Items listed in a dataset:
###

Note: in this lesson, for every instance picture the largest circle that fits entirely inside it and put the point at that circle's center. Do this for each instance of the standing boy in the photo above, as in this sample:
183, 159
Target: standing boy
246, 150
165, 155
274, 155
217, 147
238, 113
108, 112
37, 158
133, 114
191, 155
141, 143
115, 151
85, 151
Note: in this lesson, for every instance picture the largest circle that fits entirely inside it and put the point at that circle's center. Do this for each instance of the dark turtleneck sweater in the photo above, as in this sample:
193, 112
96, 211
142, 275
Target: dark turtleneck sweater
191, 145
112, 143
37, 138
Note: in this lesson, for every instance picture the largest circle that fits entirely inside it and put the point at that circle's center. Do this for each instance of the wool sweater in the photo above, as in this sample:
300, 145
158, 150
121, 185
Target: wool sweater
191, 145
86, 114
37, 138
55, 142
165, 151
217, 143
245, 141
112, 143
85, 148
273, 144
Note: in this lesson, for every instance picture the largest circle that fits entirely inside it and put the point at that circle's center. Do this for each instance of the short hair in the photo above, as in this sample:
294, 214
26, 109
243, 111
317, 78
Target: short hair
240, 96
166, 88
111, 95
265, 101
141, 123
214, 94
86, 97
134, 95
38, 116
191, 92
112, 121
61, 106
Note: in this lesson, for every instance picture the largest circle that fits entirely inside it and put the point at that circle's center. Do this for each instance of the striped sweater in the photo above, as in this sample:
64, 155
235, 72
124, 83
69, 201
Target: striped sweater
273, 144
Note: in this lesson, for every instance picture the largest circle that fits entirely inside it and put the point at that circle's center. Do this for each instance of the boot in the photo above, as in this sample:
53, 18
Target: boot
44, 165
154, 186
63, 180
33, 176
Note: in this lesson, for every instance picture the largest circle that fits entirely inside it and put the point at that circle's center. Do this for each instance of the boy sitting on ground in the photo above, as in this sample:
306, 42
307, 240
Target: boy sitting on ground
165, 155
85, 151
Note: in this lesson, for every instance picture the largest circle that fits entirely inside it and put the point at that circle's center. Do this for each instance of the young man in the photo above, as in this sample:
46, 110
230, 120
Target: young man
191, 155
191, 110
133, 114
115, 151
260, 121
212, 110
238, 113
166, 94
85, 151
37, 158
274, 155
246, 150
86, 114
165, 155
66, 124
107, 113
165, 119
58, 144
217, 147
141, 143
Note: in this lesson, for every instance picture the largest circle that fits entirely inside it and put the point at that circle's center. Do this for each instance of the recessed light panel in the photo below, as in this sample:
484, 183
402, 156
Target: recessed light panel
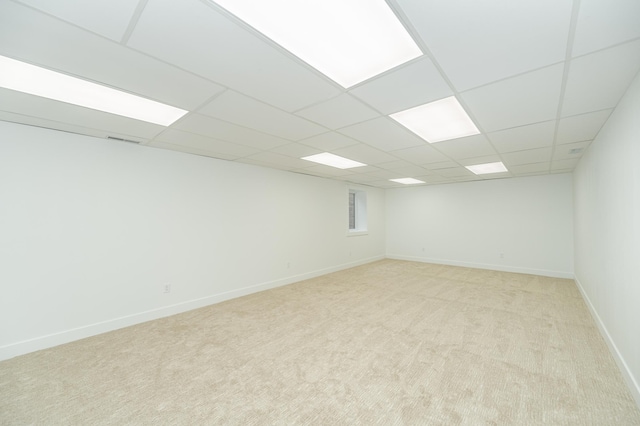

###

- **Aim of the task**:
Please gather every line above that contains the word "wool". Letter case counts, so a line matches only if its capitalization is the same.

- **The completed task**:
Note: in this lesson, for every instance picture the largest circle that fits entirely inside it and put the point at that circle's center. Do this for each instance of the wool sweater in the photo above, as in this sample:
Target: wool sweater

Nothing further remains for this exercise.